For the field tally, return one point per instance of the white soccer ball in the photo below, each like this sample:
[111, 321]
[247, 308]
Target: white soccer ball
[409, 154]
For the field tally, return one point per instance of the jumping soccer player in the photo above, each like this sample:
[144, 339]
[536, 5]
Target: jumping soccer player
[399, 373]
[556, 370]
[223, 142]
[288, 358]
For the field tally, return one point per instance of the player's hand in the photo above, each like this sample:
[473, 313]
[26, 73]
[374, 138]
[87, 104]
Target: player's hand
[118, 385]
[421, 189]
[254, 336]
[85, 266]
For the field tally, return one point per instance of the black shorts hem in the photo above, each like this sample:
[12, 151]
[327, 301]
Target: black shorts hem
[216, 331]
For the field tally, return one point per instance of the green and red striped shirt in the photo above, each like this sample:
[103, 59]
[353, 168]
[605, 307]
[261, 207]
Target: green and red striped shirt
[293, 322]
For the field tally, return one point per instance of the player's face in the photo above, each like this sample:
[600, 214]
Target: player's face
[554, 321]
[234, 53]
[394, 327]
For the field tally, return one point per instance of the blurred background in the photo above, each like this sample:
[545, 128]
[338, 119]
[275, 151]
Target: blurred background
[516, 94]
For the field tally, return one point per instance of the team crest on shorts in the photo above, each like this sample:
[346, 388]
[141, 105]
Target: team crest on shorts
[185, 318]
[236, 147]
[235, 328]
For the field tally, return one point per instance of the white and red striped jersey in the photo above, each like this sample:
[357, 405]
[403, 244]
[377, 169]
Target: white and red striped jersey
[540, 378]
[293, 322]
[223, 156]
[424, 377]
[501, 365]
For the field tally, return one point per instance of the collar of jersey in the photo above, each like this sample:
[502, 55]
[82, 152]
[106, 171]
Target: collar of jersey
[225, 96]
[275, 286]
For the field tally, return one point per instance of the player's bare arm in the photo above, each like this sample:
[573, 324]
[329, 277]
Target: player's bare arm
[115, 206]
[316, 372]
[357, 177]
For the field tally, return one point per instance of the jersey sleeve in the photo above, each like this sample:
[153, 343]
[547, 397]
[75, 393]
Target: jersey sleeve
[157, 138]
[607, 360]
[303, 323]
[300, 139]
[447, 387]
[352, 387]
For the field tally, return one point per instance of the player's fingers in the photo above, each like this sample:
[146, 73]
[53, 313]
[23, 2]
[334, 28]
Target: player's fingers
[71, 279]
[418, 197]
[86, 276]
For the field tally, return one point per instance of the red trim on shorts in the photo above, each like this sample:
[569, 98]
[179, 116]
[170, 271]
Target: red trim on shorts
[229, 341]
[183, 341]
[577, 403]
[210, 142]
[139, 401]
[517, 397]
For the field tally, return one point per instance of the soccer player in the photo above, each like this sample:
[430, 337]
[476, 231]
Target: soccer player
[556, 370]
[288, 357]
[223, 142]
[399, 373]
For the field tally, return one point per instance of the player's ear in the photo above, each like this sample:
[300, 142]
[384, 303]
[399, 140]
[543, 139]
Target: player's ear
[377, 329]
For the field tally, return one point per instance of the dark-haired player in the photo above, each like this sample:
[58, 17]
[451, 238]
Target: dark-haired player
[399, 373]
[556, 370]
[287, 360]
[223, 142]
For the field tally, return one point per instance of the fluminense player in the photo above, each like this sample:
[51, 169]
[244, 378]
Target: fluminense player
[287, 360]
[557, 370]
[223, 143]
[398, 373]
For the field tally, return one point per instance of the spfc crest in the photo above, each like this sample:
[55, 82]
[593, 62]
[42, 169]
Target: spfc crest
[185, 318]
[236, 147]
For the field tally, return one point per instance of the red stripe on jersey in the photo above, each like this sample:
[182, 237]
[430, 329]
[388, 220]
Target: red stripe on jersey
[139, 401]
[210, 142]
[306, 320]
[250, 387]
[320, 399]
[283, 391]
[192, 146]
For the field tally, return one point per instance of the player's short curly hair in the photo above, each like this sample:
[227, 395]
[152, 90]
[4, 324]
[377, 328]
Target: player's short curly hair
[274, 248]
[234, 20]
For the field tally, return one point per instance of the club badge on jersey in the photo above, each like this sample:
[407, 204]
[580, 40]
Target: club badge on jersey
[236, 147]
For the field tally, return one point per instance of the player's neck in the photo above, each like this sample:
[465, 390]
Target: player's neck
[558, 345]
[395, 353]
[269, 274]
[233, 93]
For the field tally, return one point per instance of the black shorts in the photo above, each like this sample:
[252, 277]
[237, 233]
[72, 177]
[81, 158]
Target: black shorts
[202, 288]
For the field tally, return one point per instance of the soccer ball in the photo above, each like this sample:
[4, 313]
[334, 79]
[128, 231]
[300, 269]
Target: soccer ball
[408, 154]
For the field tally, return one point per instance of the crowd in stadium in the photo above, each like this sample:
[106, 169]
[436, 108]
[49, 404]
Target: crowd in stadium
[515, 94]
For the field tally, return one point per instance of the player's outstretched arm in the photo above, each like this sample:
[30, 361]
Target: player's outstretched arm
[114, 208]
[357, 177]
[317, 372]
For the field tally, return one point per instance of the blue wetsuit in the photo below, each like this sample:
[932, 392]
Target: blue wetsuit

PROMPT: Write out every entry above, word for word.

EXERCISE SOLUTION:
For the field tally, return one point per instance of the white soccer ball in the photo below, each like this sample:
[111, 321]
[247, 308]
Target: white soccer ball
[409, 154]
For the field tally, return one point per instance of the jumping soccer player in the photo above, each like this sample:
[144, 339]
[536, 5]
Target: jumping soccer player
[399, 373]
[556, 370]
[223, 142]
[288, 358]
For the field tally, return one point per instance of the player's hand in the photo above, each like this sample:
[473, 313]
[26, 73]
[374, 138]
[87, 104]
Target: player's hand
[118, 385]
[421, 189]
[254, 336]
[85, 266]
For the field tally, return one point per instance of the black shorts hem in the photo above, each like this sample:
[12, 151]
[327, 301]
Target: black shorts hem
[216, 331]
For the field tally, return one point per instance of the green and red striped shirt in the photo above, each like this sample:
[103, 59]
[353, 168]
[605, 307]
[261, 207]
Target: green and red striped shirt
[293, 322]
For the field tally, return one point per instance of the player's face in the photo above, each like this sample:
[600, 214]
Target: player's face
[554, 321]
[234, 53]
[394, 327]
For the field tally, return one point per instance of the blurred background in the photo above, each like this sample:
[545, 128]
[338, 119]
[275, 151]
Target: blurred background
[516, 94]
For the field tally, return one point per instance of the team crest on shorts in the photo above, each like this sample:
[346, 388]
[141, 105]
Target: team crest on shorts
[185, 318]
[236, 147]
[235, 328]
For the field tally, return one point per instance of the white and red striped jersey in the photo above, each like this sample:
[357, 405]
[403, 244]
[377, 169]
Target: white and red striped jersey
[540, 378]
[293, 322]
[223, 156]
[424, 377]
[501, 365]
For the field tally, return one point per instance of the collar of jersey in the photo above, each like this sample:
[502, 55]
[82, 152]
[106, 171]
Target: collar of jersey
[225, 96]
[275, 286]
For the field tally, return one point per instance of the player's bare arm in the photo above, each like this sample:
[573, 324]
[329, 277]
Target: player's bare arm
[115, 206]
[316, 372]
[357, 177]
For the field tally, return one point per instance of the jersey sleeve in the photo above, each like this sample:
[153, 343]
[547, 397]
[75, 393]
Target: jersey sleeve
[157, 138]
[607, 360]
[303, 323]
[300, 139]
[447, 387]
[352, 387]
For the field tally, return one point per instance of the player's fingers in the photo above, each like this sample:
[146, 73]
[53, 313]
[23, 2]
[334, 28]
Target: player's fingers
[71, 279]
[418, 197]
[86, 276]
For the field tally, return one point per instance of the red trim on shorts in the photo above, each like this sample:
[569, 98]
[179, 116]
[170, 271]
Target: red trim on shorts
[229, 341]
[183, 341]
[577, 403]
[210, 142]
[139, 401]
[517, 397]
For the field tally, return one point per instance of the soccer player in the photo above, each like this sample:
[430, 337]
[476, 231]
Target: soccer player
[556, 370]
[288, 357]
[223, 142]
[399, 373]
For the field tally, return one point per instance of the player's ear in the photo above, each like this sample:
[300, 142]
[384, 303]
[399, 140]
[543, 139]
Target: player's ear
[377, 329]
For the field tally, return one point per instance of the dark-haired player in the photo above, each like this sample:
[58, 17]
[451, 238]
Target: dark-haired player
[399, 373]
[556, 370]
[287, 360]
[223, 142]
For the field tally, return one point per instance of the fluminense player in the photo above, each like this sample:
[51, 169]
[244, 378]
Target: fluminense player
[287, 360]
[557, 370]
[223, 143]
[398, 373]
For the field tally, return one point per instance of the spfc crest in the photo above, each like this sample:
[55, 82]
[593, 62]
[42, 169]
Target: spfc crest
[185, 318]
[236, 147]
For the field tally, return one point per instance of the red stripe on jersey in the photo above, each like this sample:
[182, 237]
[430, 329]
[388, 220]
Target: red stripe on jersey
[139, 401]
[210, 142]
[306, 320]
[250, 387]
[320, 399]
[283, 391]
[192, 146]
For the field tally, return one point per instance of the player's short curly hair in the photo above, each like this sample:
[227, 395]
[152, 90]
[4, 324]
[377, 328]
Target: player's short curly hair
[274, 248]
[234, 20]
For the field tally, return one point per instance of the club badge on jersey in the photo above, each like this sample:
[407, 204]
[580, 40]
Target: club badge on jersey
[236, 147]
For the field tally, return one point per instance of the player's neck in the photo above, each like this sample:
[465, 390]
Target: player's neck
[558, 345]
[395, 353]
[269, 274]
[233, 93]
For the field tally, return one point per instance of the black shorts in the photo above, each like this sample:
[252, 277]
[237, 233]
[72, 177]
[81, 158]
Target: black shorts
[202, 288]
For the field tally, return one point per instance of the soccer ball in the photo above, each like this sample:
[4, 313]
[334, 79]
[128, 231]
[300, 269]
Target: soccer ball
[408, 154]
For the field tally, return one point per instance of the crowd in stadium in the photo above, each like this sample:
[106, 169]
[436, 108]
[49, 404]
Target: crowd in stadium
[515, 94]
For the field tally, return one point per instance of the player's outstretched arm in the photo above, each like this sample:
[30, 361]
Target: player's outstretched arm
[114, 208]
[357, 177]
[317, 372]
For the field tally, return one point per instance of the blue wetsuit in the photo below, each like this sample:
[932, 392]
Target: blue wetsuit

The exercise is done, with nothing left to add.